===== Input records
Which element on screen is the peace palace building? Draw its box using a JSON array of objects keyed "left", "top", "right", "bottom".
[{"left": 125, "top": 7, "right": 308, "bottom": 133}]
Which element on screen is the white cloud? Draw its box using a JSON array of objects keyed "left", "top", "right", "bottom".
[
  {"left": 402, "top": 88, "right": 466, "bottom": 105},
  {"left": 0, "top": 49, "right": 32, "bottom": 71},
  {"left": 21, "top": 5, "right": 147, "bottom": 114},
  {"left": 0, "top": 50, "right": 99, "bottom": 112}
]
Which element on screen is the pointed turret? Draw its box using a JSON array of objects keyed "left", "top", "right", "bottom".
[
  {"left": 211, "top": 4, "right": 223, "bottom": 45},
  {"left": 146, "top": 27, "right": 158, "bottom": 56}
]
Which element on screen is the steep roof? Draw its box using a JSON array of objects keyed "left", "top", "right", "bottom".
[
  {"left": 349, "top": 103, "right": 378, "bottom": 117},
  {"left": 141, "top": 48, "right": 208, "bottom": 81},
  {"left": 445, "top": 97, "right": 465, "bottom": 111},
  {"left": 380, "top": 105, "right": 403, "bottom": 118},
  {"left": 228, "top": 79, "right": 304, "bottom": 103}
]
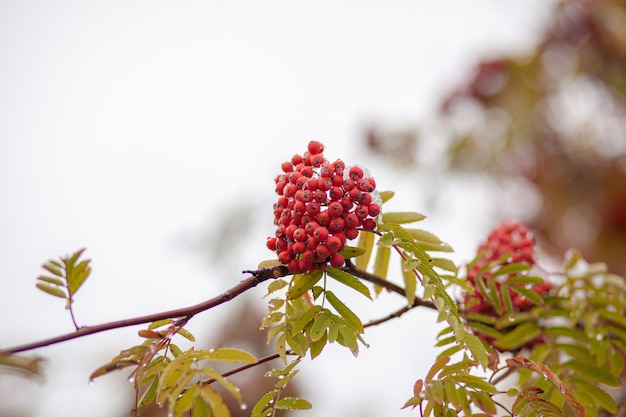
==========
*Stated goal*.
Reproduce all of the entries above verbatim, omitting the picture.

*Result of this task*.
Which element on screen is the peace palace building? Draw its box using a JSON array of objects keyed "left", "top", "right", "bottom".
[{"left": 125, "top": 7, "right": 308, "bottom": 133}]
Which element on screen is the white cloud? Draw its box using a JSON array of objects keyed "left", "top", "right", "bottom".
[
  {"left": 402, "top": 88, "right": 466, "bottom": 105},
  {"left": 0, "top": 49, "right": 32, "bottom": 71},
  {"left": 21, "top": 5, "right": 147, "bottom": 114},
  {"left": 0, "top": 50, "right": 99, "bottom": 112}
]
Which element on screen is the pointed turret? Draw its box using a JSON array of objects keyed "left", "top", "right", "bottom".
[
  {"left": 211, "top": 4, "right": 223, "bottom": 45},
  {"left": 146, "top": 27, "right": 158, "bottom": 56}
]
Which element on screen is the steep roof? Draw its box using a JSON array of objects keyed "left", "top", "right", "bottom".
[
  {"left": 349, "top": 103, "right": 378, "bottom": 117},
  {"left": 141, "top": 48, "right": 208, "bottom": 81},
  {"left": 445, "top": 97, "right": 465, "bottom": 111},
  {"left": 380, "top": 105, "right": 403, "bottom": 118},
  {"left": 228, "top": 79, "right": 304, "bottom": 103}
]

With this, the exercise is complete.